━━━━━ SELECTED EXTRACT ━━━━━

Kim and I got back to the hotel and went to the main pool to socialise with the Aces, who we found putting on a talent show for the benefit of everyone else. The slight problem with this was that their repetoir, as exemplified by Carl, appeared to be limited to bombing. Nevertheless, it did seemed to be keeping people generally amused (however, it should be pointed out that the audience were principally from the cultural wasteland north of Watford Gap so would have been a rare treat for them).
Shortly afterwards Andrew arrived ‘fresh’ from his solo excursion. ‘Has anyone see Huw?’ he asked casually to a mute response; ‘Perhaps he is in the room’ and off he went. Five minutes later Andrew was back; ‘Has anyone see Huw as he is not in the room?’ he asked again, but this time in a melancholy voice you might imagine someone using if they had just lost a new puppy. Jokes about doing a ‘Reggie Perrin’ did not seem to overcome his anxiety and off he went not to be seen again until supper. It transpired that Huw had gone shopping on his own and didn’t leave a note. How thoughtless can you get?
An extra effort was made to carb load at supper by not wasting time in the bar, giving a full 60 minutes of eating time. The next day after all was the Big One.
Now we were perhaps a bit less in awe of our group leaders, there was a slightly more rebellious air to the meeting. Top tip of the day was about not panic braking when faced by an oncoming car; a direct reference to Dave and my experiences earlier in the day. It was suggested that this could be avoided by anticipation and looking ahead up the road. I did have to point out in our defence that we would have had to have been f*****g telepathic to anticipate the car careering around the blind bend.

━━━━━

:: SET EXERCISE 1 ::
List every first name of a person that appears in the account, leaving out the name in the "Reggie Perrin" joke.
:: SET EXERCISE 2 ::
In the account, what was the top tip of the day at the meeting?

━━━━━ EXCERPTED RECORDS ━━━━━

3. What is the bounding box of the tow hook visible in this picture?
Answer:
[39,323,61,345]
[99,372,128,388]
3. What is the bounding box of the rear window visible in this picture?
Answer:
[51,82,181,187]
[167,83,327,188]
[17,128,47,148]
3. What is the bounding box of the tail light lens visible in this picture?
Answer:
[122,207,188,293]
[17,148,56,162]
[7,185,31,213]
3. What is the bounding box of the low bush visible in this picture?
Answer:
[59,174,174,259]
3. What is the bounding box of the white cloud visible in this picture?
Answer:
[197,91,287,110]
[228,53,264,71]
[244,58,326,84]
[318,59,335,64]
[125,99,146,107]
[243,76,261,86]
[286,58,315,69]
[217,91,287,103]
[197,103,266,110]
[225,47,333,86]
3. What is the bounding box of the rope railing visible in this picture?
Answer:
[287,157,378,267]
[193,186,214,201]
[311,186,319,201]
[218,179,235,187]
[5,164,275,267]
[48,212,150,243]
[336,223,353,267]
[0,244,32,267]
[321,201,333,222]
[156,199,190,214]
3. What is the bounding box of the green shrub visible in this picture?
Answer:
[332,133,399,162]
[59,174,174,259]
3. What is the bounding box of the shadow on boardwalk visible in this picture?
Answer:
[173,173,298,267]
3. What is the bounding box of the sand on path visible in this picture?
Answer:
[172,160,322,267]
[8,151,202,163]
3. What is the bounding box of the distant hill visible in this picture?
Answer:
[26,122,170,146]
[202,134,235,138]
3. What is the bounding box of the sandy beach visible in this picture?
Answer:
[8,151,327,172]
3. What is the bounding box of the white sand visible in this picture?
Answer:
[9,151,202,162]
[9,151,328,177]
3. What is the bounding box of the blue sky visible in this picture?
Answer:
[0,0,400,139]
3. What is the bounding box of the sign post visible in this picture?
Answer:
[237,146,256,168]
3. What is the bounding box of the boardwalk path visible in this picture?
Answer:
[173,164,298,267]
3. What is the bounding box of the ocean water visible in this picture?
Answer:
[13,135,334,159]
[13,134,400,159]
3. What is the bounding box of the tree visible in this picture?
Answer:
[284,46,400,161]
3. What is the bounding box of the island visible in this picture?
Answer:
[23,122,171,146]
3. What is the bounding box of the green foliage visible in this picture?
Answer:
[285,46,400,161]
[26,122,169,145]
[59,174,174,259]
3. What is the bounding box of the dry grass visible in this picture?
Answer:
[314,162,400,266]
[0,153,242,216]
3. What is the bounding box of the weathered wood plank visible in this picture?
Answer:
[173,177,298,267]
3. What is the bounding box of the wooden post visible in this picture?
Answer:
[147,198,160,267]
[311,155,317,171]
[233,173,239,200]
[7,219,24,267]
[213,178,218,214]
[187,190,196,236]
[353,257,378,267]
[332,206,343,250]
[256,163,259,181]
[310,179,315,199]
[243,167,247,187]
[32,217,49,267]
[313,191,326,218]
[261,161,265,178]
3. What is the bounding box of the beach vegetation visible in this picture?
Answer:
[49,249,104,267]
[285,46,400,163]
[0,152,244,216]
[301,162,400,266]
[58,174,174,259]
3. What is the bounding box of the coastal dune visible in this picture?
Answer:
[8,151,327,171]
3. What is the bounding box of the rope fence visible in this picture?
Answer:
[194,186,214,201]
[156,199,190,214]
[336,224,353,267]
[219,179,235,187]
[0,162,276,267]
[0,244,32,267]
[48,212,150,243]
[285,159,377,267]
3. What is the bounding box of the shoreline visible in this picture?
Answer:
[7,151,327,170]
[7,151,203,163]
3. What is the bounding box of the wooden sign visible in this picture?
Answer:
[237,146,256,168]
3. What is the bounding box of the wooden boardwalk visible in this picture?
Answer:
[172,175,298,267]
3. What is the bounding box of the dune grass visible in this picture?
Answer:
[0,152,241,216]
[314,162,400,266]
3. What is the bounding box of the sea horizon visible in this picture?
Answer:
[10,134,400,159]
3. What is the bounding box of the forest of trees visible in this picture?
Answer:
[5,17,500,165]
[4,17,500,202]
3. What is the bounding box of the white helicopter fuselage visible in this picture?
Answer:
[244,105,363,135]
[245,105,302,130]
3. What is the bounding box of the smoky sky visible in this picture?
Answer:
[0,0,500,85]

━━━━━

:: COMPLETE RESPONSE 1 ::
Kim, Carl, Andrew, Huw, Dave

:: COMPLETE RESPONSE 2 ::
Not to panic brake when faced by an oncoming car.